TEXT EXCERPT>
Under section I, you will find various forms that are used, and include HO-2, HO-3, HO-4, HO-5, HO-6, and HO-8. While they may all have the same liability (casualty) coverage, the property coverage is different depending on the form chosen.
HO-2, or broad form, gives the insured broad insurance coverage for the dwelling and personal property. Theft and glass breakage are covered.
HO-3, is a special form, and provides open peril insurance for dwelling losses, and other structures/buildings.
HO-4, is also known as renter’s insurance, and insures renters (tenants), who don’t own the dwelling they live in. It insures a broad level of coverage for personal property (personal property is anything that isn’t real property i.e. homes, buildings). It’s similar to HO-2, less the dwelling coverage.
HO-5, or comprehensive form, gives open peril coverage for both the structures (including dwelling), and personal property.
HO-6, is used for condominium owners, and provides broad coverage for personal property, but also provides some limited coverage for the dwelling.
H0-8 isn’t used as much anymore. It’s for older homes with replacement values that are much higher than market value. Old Victorian homes come to mind quickly.

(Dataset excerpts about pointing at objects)
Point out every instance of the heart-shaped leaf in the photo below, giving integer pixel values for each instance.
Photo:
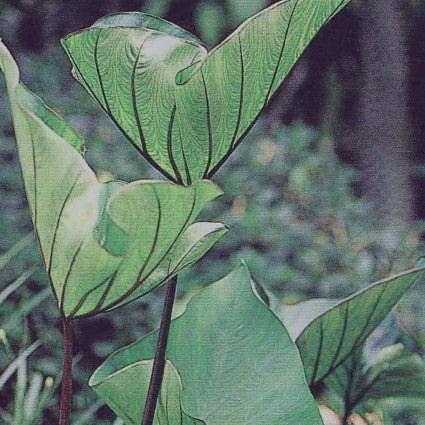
(396, 374)
(124, 391)
(186, 109)
(102, 244)
(331, 338)
(236, 361)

EXERCISE INSTRUCTIONS>
Resume the piece on homeowners insurance forms, picking up right after its last sentence.

RESULT OF THE EXERCISE>
The above forms include coverage for some or all of the following four different property coverage types within section I:
Coverage A- dwelling (home)
Coverage B – other structures (could be a detached garage or shed)
Coverage C – personal property (usually the things inside your home, but can include personal property not located at your home at the time of loss).
Coverage D – Loss of use.
Keep in mind, that homeowner’s insurance is just that, for homeowners and not for business purposes. Having a home office is generally ok, but if you’re fixing cars as a living inside your garage, for example, you will want business insurance to cover all business related activities. Failure to do so could be catastrophic. For example, if a friend comes by to visit and falls, you’re usually covered in a standard homeowner’s policy, but if the same person is there to pick up pictures from you home photo studio and falls, it’s problematic.